◆ **The task**
Nothing in the records should be altered; retype them all exactly.

◆ **Data under study**
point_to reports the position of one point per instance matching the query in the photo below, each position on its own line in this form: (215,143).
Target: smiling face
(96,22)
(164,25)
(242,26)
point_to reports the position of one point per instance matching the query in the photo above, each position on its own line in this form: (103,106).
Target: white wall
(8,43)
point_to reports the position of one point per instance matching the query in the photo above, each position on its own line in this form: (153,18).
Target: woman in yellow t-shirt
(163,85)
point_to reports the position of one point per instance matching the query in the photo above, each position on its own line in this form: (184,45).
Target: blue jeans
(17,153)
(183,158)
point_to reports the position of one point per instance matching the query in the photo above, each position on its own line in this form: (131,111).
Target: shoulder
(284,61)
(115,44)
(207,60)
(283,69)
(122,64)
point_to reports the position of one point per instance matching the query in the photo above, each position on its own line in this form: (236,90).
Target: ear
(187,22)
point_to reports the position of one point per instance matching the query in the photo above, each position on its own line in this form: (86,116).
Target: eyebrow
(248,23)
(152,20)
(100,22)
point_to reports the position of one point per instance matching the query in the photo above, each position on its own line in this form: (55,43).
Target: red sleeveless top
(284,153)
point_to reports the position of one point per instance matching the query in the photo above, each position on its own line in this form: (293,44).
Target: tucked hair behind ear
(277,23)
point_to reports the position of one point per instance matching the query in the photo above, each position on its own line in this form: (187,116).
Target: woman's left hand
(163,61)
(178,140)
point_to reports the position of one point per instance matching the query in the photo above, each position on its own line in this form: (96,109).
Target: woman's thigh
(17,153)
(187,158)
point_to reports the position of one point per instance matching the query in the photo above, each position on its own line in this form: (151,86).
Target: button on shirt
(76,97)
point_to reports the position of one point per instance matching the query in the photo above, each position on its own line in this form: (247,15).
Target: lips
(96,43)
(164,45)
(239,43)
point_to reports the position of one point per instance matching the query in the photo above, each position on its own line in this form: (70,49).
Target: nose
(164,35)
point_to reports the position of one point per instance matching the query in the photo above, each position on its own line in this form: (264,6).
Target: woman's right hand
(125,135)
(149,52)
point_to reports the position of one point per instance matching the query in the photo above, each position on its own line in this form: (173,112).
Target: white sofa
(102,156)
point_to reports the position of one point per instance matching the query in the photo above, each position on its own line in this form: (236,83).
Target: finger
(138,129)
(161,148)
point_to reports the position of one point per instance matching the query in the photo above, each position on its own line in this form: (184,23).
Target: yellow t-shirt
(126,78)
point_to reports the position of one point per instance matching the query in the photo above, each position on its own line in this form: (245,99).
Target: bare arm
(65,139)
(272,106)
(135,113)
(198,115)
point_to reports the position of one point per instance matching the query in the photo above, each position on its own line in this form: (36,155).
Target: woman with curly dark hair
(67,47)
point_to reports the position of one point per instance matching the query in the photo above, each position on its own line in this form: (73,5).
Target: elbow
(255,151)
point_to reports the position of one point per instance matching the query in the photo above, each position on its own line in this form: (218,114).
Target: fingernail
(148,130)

◆ **Output for this exercise**
point_to reports the position of one point per instance matching the query in the photo below, each position on its own line in this form: (215,143).
Target: smiling face
(96,22)
(164,25)
(242,26)
point_to reports the position of one point per instance matching the query in the photo above, each position on its own line in this form: (103,106).
Target: white wall
(8,43)
point_to reports the position of one point per instance matching the query in the photo above, each position on its own line in this form: (153,18).
Target: woman in yellow t-shirt
(163,85)
point_to reports the position of one point per instance matching the query in the photo above, each position on its own line in this form: (184,45).
Target: blue jeans
(17,153)
(183,158)
point_to reports the position of one point per instance matching the query in the photo above, each position on its own line in this form: (131,111).
Target: shoulder
(284,61)
(115,44)
(207,60)
(283,69)
(122,64)
point_to reports the position of one point per instance matching the query in the photo above, each position on its own line in this form: (236,90).
Target: ear
(187,22)
point_to reports the position of one point per instance matching the query in the photo above, each position on its own line in this form: (86,116).
Target: eyebrow
(248,23)
(152,20)
(100,22)
point_to reports the position of one point per instance matching the query in the photo above, each position on its own line in this form: (55,43).
Target: red sleeveless top
(284,153)
point_to reports the position of one point per instance matching the query in the photo above, each position on its own line in this form: (293,44).
Target: tucked hair behind ear
(277,23)
point_to reports the position of one point per instance matching the query in the photo above, each position on its own line in this form: (187,116).
Target: woman's left hand
(163,61)
(178,140)
point_to reports the position of one point per instance matching the query in the photo above, each position on its own line in this form: (96,109).
Target: woman's thigh
(17,153)
(187,158)
point_to reports the position of one point per instance matching the query in the photo above, each position on its own line in this form: (151,86).
Target: button on shirt
(76,97)
point_to reports the position of one point per instance matching the query in the photo above, each position on its own line in this form: (247,15).
Target: lips
(96,43)
(164,45)
(239,43)
point_to reports the position of one point per instance matching the query in the photo above, each position on its own line in this form: (70,49).
Target: nose
(164,35)
point_to reports the position of one point per instance matching the query in the photo above, each position on its own line in this form: (264,6).
Target: woman's right hand
(125,135)
(149,52)
point_to reports the position of one point per instance matching the query in the photo above, each position on its own line in this form: (173,112).
Target: white sofa
(102,156)
point_to reports the position of one point per instance matching the query in the photo above, each position on its own line in this form: (236,83).
Target: finger
(138,129)
(161,148)
point_to reports the position of one point per instance matching the query in the photo above, each position on its own line in this form: (184,23).
Target: yellow t-shirt
(126,78)
point_to reports the position of one point per instance matching the query in the photo above, each position on its own line in this form: (245,99).
Target: bare arm
(65,139)
(272,106)
(135,113)
(198,115)
point_to reports the position of one point per instance matching the query in the photo above, each position on its own line in this form: (36,155).
Target: woman with curly dark hair
(67,47)
point_to reports the position of one point per instance matching the query in the photo above, each position on its own line in this form: (73,5).
Target: elbow
(255,151)
point_to reports the position of one point per instance matching the query in the photo above, each position on its own line in this form: (218,114).
Target: fingernail
(148,130)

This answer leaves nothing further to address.